JOB = Rewrite the listing below as a numbered list, leaving out blank lines and the pictures.

DATA =
┄┄┄┄┄┄┄┄┄┄

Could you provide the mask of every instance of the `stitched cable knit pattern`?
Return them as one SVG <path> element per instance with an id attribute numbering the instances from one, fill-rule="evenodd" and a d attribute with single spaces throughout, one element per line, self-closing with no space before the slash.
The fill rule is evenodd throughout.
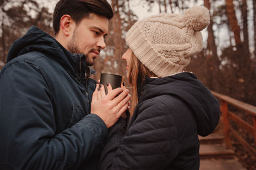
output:
<path id="1" fill-rule="evenodd" d="M 159 77 L 182 71 L 190 56 L 202 49 L 200 31 L 210 21 L 204 6 L 189 8 L 184 15 L 160 14 L 138 21 L 125 40 L 138 59 Z"/>

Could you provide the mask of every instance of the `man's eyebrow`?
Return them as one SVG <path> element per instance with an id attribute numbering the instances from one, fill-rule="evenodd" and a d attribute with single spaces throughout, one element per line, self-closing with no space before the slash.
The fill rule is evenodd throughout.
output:
<path id="1" fill-rule="evenodd" d="M 104 33 L 104 32 L 103 31 L 103 30 L 101 29 L 100 28 L 98 27 L 93 26 L 93 27 L 92 27 L 92 28 L 93 28 L 93 29 L 98 29 L 98 30 L 99 30 L 101 33 L 102 33 L 102 34 Z M 107 35 L 108 35 L 108 33 L 106 33 L 106 34 L 104 34 L 104 36 L 107 36 Z"/>

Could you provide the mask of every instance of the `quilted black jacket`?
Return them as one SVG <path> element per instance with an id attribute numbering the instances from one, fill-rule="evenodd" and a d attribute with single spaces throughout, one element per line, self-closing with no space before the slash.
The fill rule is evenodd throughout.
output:
<path id="1" fill-rule="evenodd" d="M 147 78 L 126 132 L 120 119 L 109 130 L 101 169 L 198 169 L 198 134 L 214 130 L 220 107 L 191 73 Z"/>

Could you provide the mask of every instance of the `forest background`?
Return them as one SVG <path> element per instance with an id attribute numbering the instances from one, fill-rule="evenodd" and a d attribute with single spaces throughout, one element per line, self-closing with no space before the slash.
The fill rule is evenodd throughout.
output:
<path id="1" fill-rule="evenodd" d="M 52 18 L 57 0 L 0 0 L 0 69 L 13 42 L 32 25 L 53 35 Z M 256 105 L 255 0 L 109 0 L 115 15 L 109 22 L 108 47 L 93 68 L 123 75 L 125 35 L 138 19 L 159 13 L 183 13 L 189 7 L 204 5 L 211 23 L 203 31 L 204 48 L 191 57 L 186 70 L 196 74 L 211 90 Z M 138 7 L 140 6 L 140 7 Z M 140 10 L 141 8 L 141 10 Z M 143 13 L 144 15 L 141 15 Z"/>

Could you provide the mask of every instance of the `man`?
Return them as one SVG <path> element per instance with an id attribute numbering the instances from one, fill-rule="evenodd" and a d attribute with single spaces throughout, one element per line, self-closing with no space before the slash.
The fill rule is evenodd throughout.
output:
<path id="1" fill-rule="evenodd" d="M 90 114 L 97 82 L 88 66 L 112 17 L 106 0 L 60 0 L 55 39 L 32 26 L 14 42 L 0 73 L 0 169 L 97 168 L 108 128 L 131 98 L 115 89 Z"/>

┄┄┄┄┄┄┄┄┄┄

THE SOLUTION =
1. Could you provide the mask of every instance of the `stitched cable knit pattern`?
2. Return them as one SVG <path> element per instance with an id attribute numbering the instances from one, fill-rule="evenodd" and a d attribute with single spaces throughout, one element per line, self-closing with no space before the slash.
3. The fill rule is evenodd throughout.
4. output:
5. <path id="1" fill-rule="evenodd" d="M 159 77 L 182 71 L 190 56 L 202 49 L 200 31 L 210 21 L 204 6 L 189 8 L 184 15 L 160 14 L 138 21 L 125 40 L 138 59 Z"/>
6. Could you provide the mask of every instance of the `man's eyebrow`?
7. Return them as one SVG <path> element per instance with an id attribute numbering the instances from one, fill-rule="evenodd" and a d attribute with single spaces throughout, one element per line, self-closing with no space before the slash.
8. The fill rule is evenodd throughout.
9. output:
10. <path id="1" fill-rule="evenodd" d="M 104 33 L 104 32 L 103 31 L 103 30 L 101 29 L 100 28 L 98 27 L 93 26 L 93 27 L 92 27 L 92 28 L 93 28 L 93 29 L 98 29 L 98 30 L 99 30 L 101 33 L 102 33 L 102 34 Z M 107 35 L 108 35 L 108 33 L 106 33 L 106 34 L 104 34 L 104 36 L 107 36 Z"/>
11. Could you provide the mask of every instance of the `quilted black jacket`?
12. Return them as one SVG <path> element per instance with an id attribute numbering the instances from one, fill-rule="evenodd" and a d attribute with single spaces throughout, one element per line, self-closing with no space before the slash.
13. The fill rule is evenodd throughout.
14. output:
15. <path id="1" fill-rule="evenodd" d="M 147 78 L 126 132 L 120 119 L 109 130 L 101 169 L 198 169 L 198 134 L 214 130 L 220 107 L 191 73 Z"/>
16. Could you provide the mask of every instance of the `forest background`?
17. Return them as one SVG <path> element per instance with an id attribute numbering the instances from one, fill-rule="evenodd" and a d attribute with single spaces throughout, one element per line, self-closing with no space before the slash.
18. The fill rule is evenodd throughout.
19. output:
20. <path id="1" fill-rule="evenodd" d="M 52 18 L 57 0 L 0 0 L 0 69 L 13 42 L 32 25 L 53 35 Z M 256 105 L 255 0 L 109 0 L 115 15 L 109 22 L 108 47 L 93 68 L 123 75 L 125 35 L 138 19 L 159 13 L 183 13 L 189 7 L 204 5 L 211 23 L 203 31 L 204 48 L 191 57 L 186 70 L 196 74 L 211 90 Z M 138 7 L 140 6 L 140 7 Z M 140 10 L 141 8 L 141 10 Z M 143 13 L 144 15 L 141 15 Z"/>
21. Could you provide the mask of every instance of the `man`?
22. Return them as one SVG <path> element per instance with an id attribute numbering the instances from one, fill-rule="evenodd" and a d attribute with single spaces throughout, one element per line, self-closing with no space before the slash.
23. The fill rule is evenodd throughout.
24. output:
25. <path id="1" fill-rule="evenodd" d="M 90 114 L 97 82 L 88 66 L 112 17 L 106 0 L 60 0 L 55 39 L 32 26 L 14 42 L 0 73 L 0 169 L 97 168 L 108 128 L 131 98 L 115 89 Z"/>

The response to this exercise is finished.